#### What is asked:
Using the entries below, output exactly the line containing "# test: pointer marks the red" and all lines that follow it to the end.

(Extracted data entries)
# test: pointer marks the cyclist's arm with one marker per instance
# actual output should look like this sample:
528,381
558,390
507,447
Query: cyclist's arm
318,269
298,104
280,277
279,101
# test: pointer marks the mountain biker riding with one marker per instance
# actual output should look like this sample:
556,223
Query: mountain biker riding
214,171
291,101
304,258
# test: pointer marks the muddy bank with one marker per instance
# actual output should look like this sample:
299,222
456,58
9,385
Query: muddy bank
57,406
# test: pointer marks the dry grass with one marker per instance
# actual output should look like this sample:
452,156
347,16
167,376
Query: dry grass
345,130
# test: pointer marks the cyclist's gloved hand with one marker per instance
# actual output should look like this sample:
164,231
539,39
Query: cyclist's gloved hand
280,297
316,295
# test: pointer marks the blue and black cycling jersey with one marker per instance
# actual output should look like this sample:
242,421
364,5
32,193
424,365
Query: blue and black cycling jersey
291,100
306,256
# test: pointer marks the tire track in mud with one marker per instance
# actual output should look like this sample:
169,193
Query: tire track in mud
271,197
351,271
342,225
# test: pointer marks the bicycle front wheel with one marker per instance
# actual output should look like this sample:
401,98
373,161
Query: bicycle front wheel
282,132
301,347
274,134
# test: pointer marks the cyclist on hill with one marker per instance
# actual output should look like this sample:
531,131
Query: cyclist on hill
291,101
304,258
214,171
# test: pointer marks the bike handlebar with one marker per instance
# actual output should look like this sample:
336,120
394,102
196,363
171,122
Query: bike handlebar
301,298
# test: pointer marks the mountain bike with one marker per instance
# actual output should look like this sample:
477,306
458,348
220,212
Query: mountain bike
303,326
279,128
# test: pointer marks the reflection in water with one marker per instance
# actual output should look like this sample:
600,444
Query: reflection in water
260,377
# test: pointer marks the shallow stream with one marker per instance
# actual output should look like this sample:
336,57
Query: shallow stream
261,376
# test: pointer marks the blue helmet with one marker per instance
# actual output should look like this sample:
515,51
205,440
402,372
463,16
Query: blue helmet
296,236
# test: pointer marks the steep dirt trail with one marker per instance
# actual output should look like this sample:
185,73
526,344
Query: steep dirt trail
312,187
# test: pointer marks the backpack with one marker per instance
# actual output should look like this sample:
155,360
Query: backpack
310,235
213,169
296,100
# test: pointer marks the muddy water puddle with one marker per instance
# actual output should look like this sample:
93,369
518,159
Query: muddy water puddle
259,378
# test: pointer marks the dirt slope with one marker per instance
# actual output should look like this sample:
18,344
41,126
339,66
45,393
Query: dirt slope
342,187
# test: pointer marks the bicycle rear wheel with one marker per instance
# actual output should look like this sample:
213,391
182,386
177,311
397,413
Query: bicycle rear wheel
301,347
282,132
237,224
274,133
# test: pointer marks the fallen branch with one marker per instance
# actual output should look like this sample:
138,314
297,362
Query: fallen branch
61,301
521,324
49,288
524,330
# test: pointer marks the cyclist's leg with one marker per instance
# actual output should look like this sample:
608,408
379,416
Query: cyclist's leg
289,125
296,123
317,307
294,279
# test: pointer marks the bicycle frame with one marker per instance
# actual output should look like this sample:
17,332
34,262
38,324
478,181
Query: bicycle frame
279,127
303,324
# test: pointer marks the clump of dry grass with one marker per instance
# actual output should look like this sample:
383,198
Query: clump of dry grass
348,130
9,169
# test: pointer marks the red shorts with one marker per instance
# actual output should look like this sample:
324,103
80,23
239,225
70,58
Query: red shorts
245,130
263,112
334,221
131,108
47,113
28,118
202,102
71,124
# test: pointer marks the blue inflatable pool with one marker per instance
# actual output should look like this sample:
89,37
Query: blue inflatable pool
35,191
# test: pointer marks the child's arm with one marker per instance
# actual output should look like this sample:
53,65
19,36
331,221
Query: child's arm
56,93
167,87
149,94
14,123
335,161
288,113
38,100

#### Written response:
# test: pointer marks the red shorts with one marker per instance
# actual output should look like this sample:
324,103
80,23
239,225
70,58
Query: red shorts
245,130
263,112
334,221
131,108
47,113
28,118
202,102
71,124
# test: pointer marks the blue inflatable pool with one marker per instance
# actual output should look like this sample:
89,37
Query: blue inflatable pool
35,191
# test: pointer marks the child's arm with one marker per instance
# actual output should look like this sample:
53,65
19,36
331,221
Query: child's arm
56,93
167,87
149,94
14,123
335,161
288,113
38,100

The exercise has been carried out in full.